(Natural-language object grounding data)
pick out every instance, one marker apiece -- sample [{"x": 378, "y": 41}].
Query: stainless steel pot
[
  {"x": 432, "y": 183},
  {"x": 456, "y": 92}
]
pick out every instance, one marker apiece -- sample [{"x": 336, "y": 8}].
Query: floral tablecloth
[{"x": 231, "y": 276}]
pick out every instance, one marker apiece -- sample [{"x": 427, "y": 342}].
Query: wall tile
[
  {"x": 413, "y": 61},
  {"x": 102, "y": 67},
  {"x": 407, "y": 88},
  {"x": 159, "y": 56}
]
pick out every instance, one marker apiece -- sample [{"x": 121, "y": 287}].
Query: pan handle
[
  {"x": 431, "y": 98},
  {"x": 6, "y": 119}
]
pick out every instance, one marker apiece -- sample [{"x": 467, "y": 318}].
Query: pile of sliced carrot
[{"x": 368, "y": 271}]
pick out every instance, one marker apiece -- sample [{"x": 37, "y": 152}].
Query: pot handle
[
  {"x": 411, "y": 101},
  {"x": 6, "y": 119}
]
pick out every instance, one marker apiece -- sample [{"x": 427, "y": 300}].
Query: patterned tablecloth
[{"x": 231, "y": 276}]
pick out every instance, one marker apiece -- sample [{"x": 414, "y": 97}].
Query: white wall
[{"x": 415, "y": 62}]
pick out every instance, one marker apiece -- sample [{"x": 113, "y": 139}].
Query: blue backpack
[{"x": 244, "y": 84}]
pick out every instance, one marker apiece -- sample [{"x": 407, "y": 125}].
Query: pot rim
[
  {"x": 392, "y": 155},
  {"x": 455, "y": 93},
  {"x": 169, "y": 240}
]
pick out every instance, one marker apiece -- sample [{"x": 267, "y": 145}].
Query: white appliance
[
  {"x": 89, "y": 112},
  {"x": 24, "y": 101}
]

--

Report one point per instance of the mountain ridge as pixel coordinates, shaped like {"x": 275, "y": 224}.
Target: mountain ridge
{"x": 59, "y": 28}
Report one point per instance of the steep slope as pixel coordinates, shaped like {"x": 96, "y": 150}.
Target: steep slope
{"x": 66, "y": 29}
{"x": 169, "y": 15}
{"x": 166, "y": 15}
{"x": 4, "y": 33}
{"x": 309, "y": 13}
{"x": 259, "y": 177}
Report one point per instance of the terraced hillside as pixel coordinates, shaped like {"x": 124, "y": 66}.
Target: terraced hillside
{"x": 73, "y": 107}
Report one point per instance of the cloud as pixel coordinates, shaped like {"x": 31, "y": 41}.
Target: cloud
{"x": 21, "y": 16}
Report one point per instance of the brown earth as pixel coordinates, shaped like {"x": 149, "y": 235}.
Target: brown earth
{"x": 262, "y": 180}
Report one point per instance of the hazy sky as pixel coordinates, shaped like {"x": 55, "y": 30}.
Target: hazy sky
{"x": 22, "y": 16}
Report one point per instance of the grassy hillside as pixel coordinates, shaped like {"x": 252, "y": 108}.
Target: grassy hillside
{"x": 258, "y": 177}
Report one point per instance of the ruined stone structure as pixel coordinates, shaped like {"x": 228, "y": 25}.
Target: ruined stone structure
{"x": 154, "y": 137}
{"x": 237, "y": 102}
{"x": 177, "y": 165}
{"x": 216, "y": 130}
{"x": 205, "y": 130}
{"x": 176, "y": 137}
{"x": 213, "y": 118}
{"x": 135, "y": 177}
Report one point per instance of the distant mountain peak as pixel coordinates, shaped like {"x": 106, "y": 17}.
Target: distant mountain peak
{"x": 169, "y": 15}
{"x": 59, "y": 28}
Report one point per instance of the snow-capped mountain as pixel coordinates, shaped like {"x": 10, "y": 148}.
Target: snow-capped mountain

__Goal of the exercise__
Reproduce exactly the lines above from the line with "Target: steep slope" to the line with "Report one point per instance of the terraced", including both, and add nothing.

__Response to this exercise__
Target: steep slope
{"x": 66, "y": 29}
{"x": 169, "y": 15}
{"x": 166, "y": 15}
{"x": 4, "y": 33}
{"x": 309, "y": 13}
{"x": 259, "y": 177}
Report one point per instance of the terraced hillside as pixel coordinates, shaped like {"x": 124, "y": 66}.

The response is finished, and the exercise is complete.